--- Data under study ---
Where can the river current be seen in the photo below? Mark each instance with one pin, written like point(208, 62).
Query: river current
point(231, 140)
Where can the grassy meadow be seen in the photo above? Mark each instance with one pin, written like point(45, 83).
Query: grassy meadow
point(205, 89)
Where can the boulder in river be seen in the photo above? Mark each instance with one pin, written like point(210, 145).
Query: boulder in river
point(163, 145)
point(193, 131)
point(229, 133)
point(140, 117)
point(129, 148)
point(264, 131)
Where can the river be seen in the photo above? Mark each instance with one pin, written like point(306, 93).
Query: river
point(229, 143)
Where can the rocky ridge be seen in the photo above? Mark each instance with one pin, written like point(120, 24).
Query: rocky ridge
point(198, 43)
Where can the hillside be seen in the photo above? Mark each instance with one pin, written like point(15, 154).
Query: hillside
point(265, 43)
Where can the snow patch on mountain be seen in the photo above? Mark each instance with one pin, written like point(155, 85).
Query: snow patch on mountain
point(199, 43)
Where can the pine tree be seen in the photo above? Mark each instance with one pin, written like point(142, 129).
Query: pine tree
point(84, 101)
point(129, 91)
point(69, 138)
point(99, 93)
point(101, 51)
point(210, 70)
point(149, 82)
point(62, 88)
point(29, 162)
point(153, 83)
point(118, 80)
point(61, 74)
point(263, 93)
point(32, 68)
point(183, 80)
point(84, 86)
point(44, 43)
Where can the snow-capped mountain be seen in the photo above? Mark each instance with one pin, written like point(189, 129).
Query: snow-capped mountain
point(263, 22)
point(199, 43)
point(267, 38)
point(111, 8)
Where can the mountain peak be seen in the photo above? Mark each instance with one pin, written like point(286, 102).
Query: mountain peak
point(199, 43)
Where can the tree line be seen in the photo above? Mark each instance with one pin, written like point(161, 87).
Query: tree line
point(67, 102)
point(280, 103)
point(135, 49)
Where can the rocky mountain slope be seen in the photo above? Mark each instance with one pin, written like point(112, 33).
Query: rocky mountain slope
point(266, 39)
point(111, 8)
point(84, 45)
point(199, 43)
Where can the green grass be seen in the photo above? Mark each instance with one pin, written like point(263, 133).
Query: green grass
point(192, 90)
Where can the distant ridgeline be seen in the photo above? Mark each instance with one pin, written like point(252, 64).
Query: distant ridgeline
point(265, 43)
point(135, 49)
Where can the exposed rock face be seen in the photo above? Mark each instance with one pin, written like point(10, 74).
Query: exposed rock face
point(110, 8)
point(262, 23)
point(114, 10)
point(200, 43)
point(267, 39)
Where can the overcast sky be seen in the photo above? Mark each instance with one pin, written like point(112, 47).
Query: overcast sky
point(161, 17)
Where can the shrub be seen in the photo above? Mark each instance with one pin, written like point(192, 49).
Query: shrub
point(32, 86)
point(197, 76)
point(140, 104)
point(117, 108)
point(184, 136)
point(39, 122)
---
--- Data under study ---
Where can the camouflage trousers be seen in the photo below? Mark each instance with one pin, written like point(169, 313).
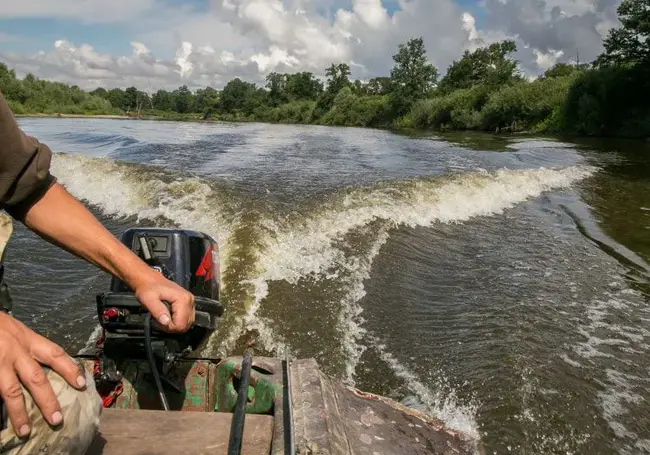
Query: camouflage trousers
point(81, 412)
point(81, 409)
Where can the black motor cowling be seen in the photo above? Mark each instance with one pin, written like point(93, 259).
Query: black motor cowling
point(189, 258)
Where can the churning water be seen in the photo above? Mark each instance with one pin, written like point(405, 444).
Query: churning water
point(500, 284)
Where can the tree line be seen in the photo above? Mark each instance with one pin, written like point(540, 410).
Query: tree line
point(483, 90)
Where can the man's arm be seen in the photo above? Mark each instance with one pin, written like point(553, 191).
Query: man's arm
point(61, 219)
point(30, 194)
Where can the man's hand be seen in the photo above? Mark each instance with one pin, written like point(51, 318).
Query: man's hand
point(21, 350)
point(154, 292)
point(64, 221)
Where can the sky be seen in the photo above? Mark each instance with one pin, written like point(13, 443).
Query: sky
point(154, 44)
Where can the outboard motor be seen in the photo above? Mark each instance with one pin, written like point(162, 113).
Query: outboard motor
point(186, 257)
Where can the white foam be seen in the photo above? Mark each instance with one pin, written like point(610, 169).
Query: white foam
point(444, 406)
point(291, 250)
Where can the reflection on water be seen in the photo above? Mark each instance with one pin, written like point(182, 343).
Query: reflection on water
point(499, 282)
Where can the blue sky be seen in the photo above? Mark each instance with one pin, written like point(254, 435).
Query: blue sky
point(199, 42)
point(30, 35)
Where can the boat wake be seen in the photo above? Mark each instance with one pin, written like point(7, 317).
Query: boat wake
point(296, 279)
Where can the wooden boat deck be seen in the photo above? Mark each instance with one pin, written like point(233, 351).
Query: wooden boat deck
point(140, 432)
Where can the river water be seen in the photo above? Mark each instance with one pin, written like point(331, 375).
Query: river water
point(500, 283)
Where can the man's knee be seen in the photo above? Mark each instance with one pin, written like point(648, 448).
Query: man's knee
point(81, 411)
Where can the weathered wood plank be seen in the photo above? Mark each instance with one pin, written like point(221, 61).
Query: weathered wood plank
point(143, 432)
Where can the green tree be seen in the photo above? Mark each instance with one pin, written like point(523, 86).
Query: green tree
---
### Task item
Using the entries above, return exactly the lines from the line with "Where can the river current" to the line with "Where can the rocky ridge", counting both of those lines.

### Answer space
Where can the river current be seen in the photo below? Mark each instance with one pin, written like point(208, 62).
Query: river current
point(231, 140)
Where can the grassy meadow be seen in the photo above? Mark each instance with one pin, written like point(45, 83).
Query: grassy meadow
point(205, 89)
Where can the boulder in river be seen in the photo above? Mark each instance with one pin, written like point(210, 145).
Query: boulder in river
point(163, 145)
point(193, 131)
point(229, 133)
point(140, 117)
point(129, 148)
point(264, 131)
Where can the river be seen in the photo above? Mark each instance with one pin, written like point(306, 93).
Query: river
point(229, 143)
Where can the rocky ridge be seen in the photo above? Mark each instance with one pin, written like point(120, 24).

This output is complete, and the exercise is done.